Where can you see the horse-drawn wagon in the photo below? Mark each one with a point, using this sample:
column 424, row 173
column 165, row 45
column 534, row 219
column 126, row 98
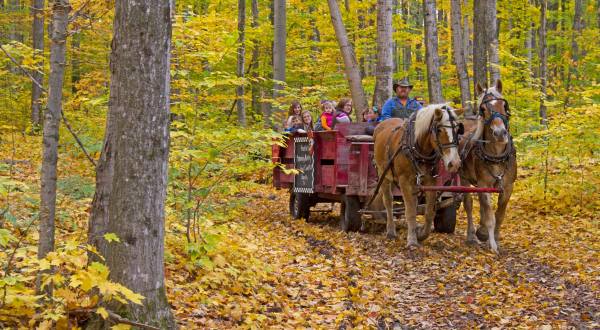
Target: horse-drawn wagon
column 337, row 167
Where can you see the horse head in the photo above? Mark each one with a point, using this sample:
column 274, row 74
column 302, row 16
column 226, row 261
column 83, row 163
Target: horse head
column 494, row 113
column 444, row 129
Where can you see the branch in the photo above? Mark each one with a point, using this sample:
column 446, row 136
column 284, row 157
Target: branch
column 62, row 114
column 33, row 80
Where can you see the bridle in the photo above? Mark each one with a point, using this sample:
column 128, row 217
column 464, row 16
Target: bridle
column 457, row 129
column 483, row 106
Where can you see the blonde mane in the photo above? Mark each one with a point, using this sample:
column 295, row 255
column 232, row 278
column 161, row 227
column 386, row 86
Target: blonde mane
column 425, row 118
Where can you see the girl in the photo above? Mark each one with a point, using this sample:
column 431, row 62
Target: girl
column 295, row 111
column 326, row 118
column 307, row 125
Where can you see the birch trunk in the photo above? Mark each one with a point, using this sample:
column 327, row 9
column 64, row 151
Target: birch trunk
column 58, row 38
column 479, row 44
column 491, row 28
column 383, row 82
column 241, row 108
column 434, row 81
column 279, row 55
column 139, row 148
column 352, row 70
column 37, row 11
column 255, row 58
column 459, row 56
column 543, row 61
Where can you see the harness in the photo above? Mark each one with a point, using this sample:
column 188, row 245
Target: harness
column 410, row 148
column 478, row 146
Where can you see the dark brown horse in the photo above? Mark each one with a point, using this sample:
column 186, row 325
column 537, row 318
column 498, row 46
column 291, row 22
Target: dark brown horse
column 407, row 153
column 489, row 160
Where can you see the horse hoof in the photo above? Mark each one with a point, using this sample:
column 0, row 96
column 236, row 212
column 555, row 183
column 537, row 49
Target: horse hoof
column 482, row 234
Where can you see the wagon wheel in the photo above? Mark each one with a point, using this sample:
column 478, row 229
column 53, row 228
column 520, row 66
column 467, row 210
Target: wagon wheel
column 445, row 219
column 299, row 205
column 351, row 218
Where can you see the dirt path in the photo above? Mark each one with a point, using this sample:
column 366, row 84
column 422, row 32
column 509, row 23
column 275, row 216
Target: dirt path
column 317, row 276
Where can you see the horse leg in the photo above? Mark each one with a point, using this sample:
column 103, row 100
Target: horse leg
column 503, row 199
column 485, row 201
column 481, row 231
column 430, row 198
column 388, row 202
column 410, row 211
column 468, row 203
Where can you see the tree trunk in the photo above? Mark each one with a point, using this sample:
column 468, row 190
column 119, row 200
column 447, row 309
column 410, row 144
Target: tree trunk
column 479, row 44
column 255, row 58
column 75, row 62
column 491, row 28
column 279, row 48
column 466, row 34
column 240, row 61
column 406, row 50
column 383, row 82
column 459, row 56
column 352, row 70
column 58, row 39
column 529, row 48
column 139, row 148
column 37, row 12
column 543, row 61
column 434, row 80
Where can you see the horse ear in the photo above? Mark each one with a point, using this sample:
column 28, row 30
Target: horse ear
column 499, row 86
column 439, row 113
column 478, row 89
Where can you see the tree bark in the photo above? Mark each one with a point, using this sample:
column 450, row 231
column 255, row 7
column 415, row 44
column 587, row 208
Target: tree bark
column 255, row 58
column 434, row 80
column 58, row 38
column 279, row 43
column 459, row 56
column 37, row 11
column 383, row 79
column 491, row 27
column 352, row 70
column 240, row 61
column 139, row 147
column 543, row 61
column 479, row 44
column 75, row 62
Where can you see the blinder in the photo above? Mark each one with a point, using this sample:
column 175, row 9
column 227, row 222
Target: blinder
column 494, row 114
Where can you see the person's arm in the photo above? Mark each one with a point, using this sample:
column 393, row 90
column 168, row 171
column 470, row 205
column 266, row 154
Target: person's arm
column 386, row 111
column 324, row 123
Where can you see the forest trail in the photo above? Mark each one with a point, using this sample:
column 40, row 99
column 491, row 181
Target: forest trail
column 314, row 275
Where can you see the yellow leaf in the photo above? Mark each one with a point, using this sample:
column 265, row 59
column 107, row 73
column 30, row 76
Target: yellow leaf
column 103, row 312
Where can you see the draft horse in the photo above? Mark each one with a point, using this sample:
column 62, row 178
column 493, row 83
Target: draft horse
column 407, row 153
column 489, row 160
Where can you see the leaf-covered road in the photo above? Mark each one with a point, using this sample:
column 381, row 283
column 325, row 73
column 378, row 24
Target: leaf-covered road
column 285, row 273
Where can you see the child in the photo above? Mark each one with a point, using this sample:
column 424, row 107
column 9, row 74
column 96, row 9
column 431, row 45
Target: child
column 294, row 111
column 326, row 118
column 295, row 124
column 306, row 122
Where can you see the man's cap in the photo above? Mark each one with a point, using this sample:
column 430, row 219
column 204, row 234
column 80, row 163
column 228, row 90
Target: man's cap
column 402, row 83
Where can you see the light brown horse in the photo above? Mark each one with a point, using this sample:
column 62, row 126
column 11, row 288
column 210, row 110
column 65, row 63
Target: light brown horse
column 489, row 160
column 407, row 152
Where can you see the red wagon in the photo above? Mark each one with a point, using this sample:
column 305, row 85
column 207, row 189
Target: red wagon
column 337, row 166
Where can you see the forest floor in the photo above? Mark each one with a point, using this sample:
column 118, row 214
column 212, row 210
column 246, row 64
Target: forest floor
column 263, row 269
column 273, row 271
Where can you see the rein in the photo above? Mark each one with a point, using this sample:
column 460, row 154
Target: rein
column 409, row 147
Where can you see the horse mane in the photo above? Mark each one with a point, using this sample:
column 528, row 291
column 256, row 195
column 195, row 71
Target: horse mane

....................

◆ STATED EXERCISE ◆
Format the material above as a Markdown table with the columns "No." and "Text", one row per line, numbered in order and skipping blank lines. Leave the pictures out.

◆ TASK SOLUTION ◆
| No. | Text |
|---|---|
| 1 | Where can you see the horse-drawn wagon in the photo below? Mark each one with a point, using this sample: |
| 2 | column 424, row 173 |
| 3 | column 165, row 45 |
| 4 | column 534, row 219 |
| 5 | column 126, row 98 |
| 6 | Target: horse-drawn wagon |
| 7 | column 337, row 167 |
| 8 | Where can you see the horse head in the photo above? Mark each one with a point, using this sample: |
| 9 | column 274, row 74 |
| 10 | column 302, row 16 |
| 11 | column 226, row 261 |
| 12 | column 83, row 163 |
| 13 | Target: horse head |
| 14 | column 494, row 113 |
| 15 | column 444, row 129 |
| 16 | Where can you see the branch in the photo above? Mark each one with a point, using this sample: |
| 17 | column 446, row 136 |
| 18 | column 284, row 157 |
| 19 | Target: branch |
| 20 | column 62, row 114 |
| 21 | column 33, row 80 |
| 22 | Where can you see the bridle in the photo above? Mark each one with a point, using this sample: |
| 23 | column 128, row 217 |
| 24 | column 464, row 16 |
| 25 | Target: bridle |
| 26 | column 457, row 129 |
| 27 | column 483, row 106 |
| 28 | Where can you see the blonde mane in the photo above? Mark each one with a point, using this sample: |
| 29 | column 295, row 255 |
| 30 | column 232, row 278 |
| 31 | column 161, row 227 |
| 32 | column 386, row 86 |
| 33 | Target: blonde mane |
| 34 | column 425, row 118 |
| 35 | Where can you see the girl in the photo above? Mark each one with a point, using this sample: |
| 36 | column 431, row 62 |
| 37 | Target: girl |
| 38 | column 295, row 111 |
| 39 | column 326, row 118 |
| 40 | column 307, row 125 |
| 41 | Where can you see the birch trunk in the photo above? Mark each one with a point, using this sample: |
| 42 | column 327, row 9 |
| 43 | column 64, row 151 |
| 44 | Target: birch trunk |
| 45 | column 58, row 38 |
| 46 | column 479, row 44 |
| 47 | column 491, row 28 |
| 48 | column 383, row 82 |
| 49 | column 241, row 108 |
| 50 | column 434, row 81 |
| 51 | column 279, row 55 |
| 52 | column 139, row 148 |
| 53 | column 352, row 70 |
| 54 | column 37, row 11 |
| 55 | column 255, row 58 |
| 56 | column 459, row 56 |
| 57 | column 543, row 61 |
| 58 | Where can you see the harness in the photo above? Mark each one with a point, using this sample: |
| 59 | column 188, row 245 |
| 60 | Target: harness |
| 61 | column 410, row 148 |
| 62 | column 478, row 146 |
| 63 | Where can you see the dark brown horse in the photo above? Mark each one with a point, using this sample: |
| 64 | column 186, row 325 |
| 65 | column 537, row 318 |
| 66 | column 498, row 46 |
| 67 | column 291, row 22 |
| 68 | Target: dark brown horse |
| 69 | column 407, row 153 |
| 70 | column 489, row 160 |
| 71 | Where can you see the horse hoof in the photo above? Mark each one with a point, using this sample: |
| 72 | column 0, row 96 |
| 73 | column 236, row 212 |
| 74 | column 555, row 183 |
| 75 | column 537, row 49 |
| 76 | Target: horse hoof |
| 77 | column 482, row 234 |
| 78 | Where can you see the wagon wheel in the photo above? Mark each one with a point, using this sample: |
| 79 | column 478, row 229 |
| 80 | column 53, row 228 |
| 81 | column 520, row 66 |
| 82 | column 467, row 210 |
| 83 | Target: wagon wheel |
| 84 | column 445, row 219 |
| 85 | column 299, row 205 |
| 86 | column 351, row 218 |
| 87 | Where can you see the dirt path in the photo above? Mark each one with a point, using this sample: |
| 88 | column 366, row 84 |
| 89 | column 422, row 32 |
| 90 | column 509, row 23 |
| 91 | column 275, row 216 |
| 92 | Target: dirt path |
| 93 | column 317, row 276 |
| 94 | Where can you see the horse leg in the photo above? Mark each one with a point, using this sample: |
| 95 | column 103, row 100 |
| 96 | Target: horse leg |
| 97 | column 503, row 199 |
| 98 | column 485, row 201 |
| 99 | column 481, row 231 |
| 100 | column 430, row 198 |
| 101 | column 388, row 202 |
| 102 | column 410, row 211 |
| 103 | column 468, row 203 |
| 104 | Where can you see the tree trunk in the photo above? Mark each one with a point, using this sample: |
| 105 | column 468, row 190 |
| 106 | column 119, row 200 |
| 107 | column 447, row 309 |
| 108 | column 410, row 144 |
| 109 | Target: tree trunk |
| 110 | column 479, row 44 |
| 111 | column 255, row 58 |
| 112 | column 75, row 62 |
| 113 | column 491, row 28 |
| 114 | column 279, row 48 |
| 115 | column 466, row 34 |
| 116 | column 240, row 61 |
| 117 | column 406, row 50 |
| 118 | column 383, row 82 |
| 119 | column 459, row 56 |
| 120 | column 352, row 70 |
| 121 | column 58, row 39 |
| 122 | column 529, row 48 |
| 123 | column 139, row 148 |
| 124 | column 37, row 12 |
| 125 | column 543, row 61 |
| 126 | column 434, row 80 |
| 127 | Where can you see the horse ear in the photo above? Mark each one with a point, using this sample: |
| 128 | column 28, row 30 |
| 129 | Target: horse ear |
| 130 | column 499, row 86 |
| 131 | column 439, row 113 |
| 132 | column 478, row 89 |
| 133 | Where can you see the tree bark in the photo above? Mark each one with a point, using this sample: |
| 134 | column 450, row 231 |
| 135 | column 255, row 7 |
| 136 | column 415, row 44 |
| 137 | column 587, row 208 |
| 138 | Target: tree bark |
| 139 | column 255, row 58 |
| 140 | column 434, row 80 |
| 141 | column 58, row 38 |
| 142 | column 279, row 43 |
| 143 | column 459, row 56 |
| 144 | column 37, row 11 |
| 145 | column 383, row 79 |
| 146 | column 491, row 27 |
| 147 | column 352, row 70 |
| 148 | column 240, row 61 |
| 149 | column 139, row 147 |
| 150 | column 543, row 61 |
| 151 | column 479, row 44 |
| 152 | column 75, row 62 |
| 153 | Where can you see the blinder in the photo above? Mark each one with a point, using this sample: |
| 154 | column 175, row 9 |
| 155 | column 227, row 222 |
| 156 | Target: blinder |
| 157 | column 494, row 114 |
| 158 | Where can you see the person's arm in the photo above? Mark each one with a point, using this sample: |
| 159 | column 393, row 90 |
| 160 | column 168, row 171 |
| 161 | column 470, row 205 |
| 162 | column 266, row 154 |
| 163 | Target: person's arm |
| 164 | column 386, row 111 |
| 165 | column 324, row 123 |
| 166 | Where can you see the forest trail in the photo above? Mark each one with a point, using this sample: |
| 167 | column 40, row 99 |
| 168 | column 491, row 181 |
| 169 | Target: forest trail |
| 170 | column 314, row 275 |
| 171 | Where can you see the yellow leaf in the photo above? Mark each one with a point, using this sample: |
| 172 | column 265, row 59 |
| 173 | column 107, row 73 |
| 174 | column 30, row 76 |
| 175 | Target: yellow leaf |
| 176 | column 103, row 312 |
| 177 | Where can you see the draft horse in the photo above? Mark each one with a point, using this sample: |
| 178 | column 62, row 178 |
| 179 | column 493, row 83 |
| 180 | Target: draft horse |
| 181 | column 407, row 153 |
| 182 | column 489, row 160 |
| 183 | Where can you see the leaf-covered road in the photo above? Mark each one with a point, using this sample: |
| 184 | column 381, row 283 |
| 185 | column 325, row 73 |
| 186 | column 378, row 24 |
| 187 | Target: leaf-covered road |
| 188 | column 285, row 273 |
| 189 | Where can you see the child in the photo above? Mark each one with a point, using this sample: |
| 190 | column 424, row 107 |
| 191 | column 9, row 74 |
| 192 | column 96, row 9 |
| 193 | column 431, row 45 |
| 194 | Target: child |
| 195 | column 294, row 111 |
| 196 | column 326, row 118 |
| 197 | column 295, row 124 |
| 198 | column 306, row 122 |
| 199 | Where can you see the man's cap in the photo above? Mark each one with a point, using this sample: |
| 200 | column 430, row 219 |
| 201 | column 204, row 234 |
| 202 | column 80, row 163 |
| 203 | column 228, row 90 |
| 204 | Target: man's cap |
| 205 | column 402, row 83 |
| 206 | Where can you see the light brown horse in the photo above? Mark each one with a point, using this sample: |
| 207 | column 62, row 126 |
| 208 | column 11, row 288 |
| 209 | column 210, row 110 |
| 210 | column 65, row 63 |
| 211 | Target: light brown horse |
| 212 | column 489, row 160 |
| 213 | column 407, row 152 |
| 214 | Where can you see the red wagon in the photo above? Mark each one with a point, using this sample: |
| 215 | column 305, row 85 |
| 216 | column 207, row 189 |
| 217 | Target: red wagon |
| 218 | column 337, row 166 |
| 219 | Where can you see the forest floor in the photo above? Mark each one with a point, using this sample: |
| 220 | column 118, row 214 |
| 221 | column 212, row 210 |
| 222 | column 246, row 64 |
| 223 | Target: forest floor |
| 224 | column 263, row 269 |
| 225 | column 273, row 271 |
| 226 | Where can you see the rein in the photo above? Mark each one with a point, using this sample: |
| 227 | column 460, row 154 |
| 228 | Target: rein |
| 229 | column 409, row 147 |
| 230 | Where can you see the horse mane in the photo above? Mark each one with a point, using this sample: |
| 231 | column 528, row 291 |
| 232 | column 256, row 195 |
| 233 | column 195, row 71 |
| 234 | Target: horse mane |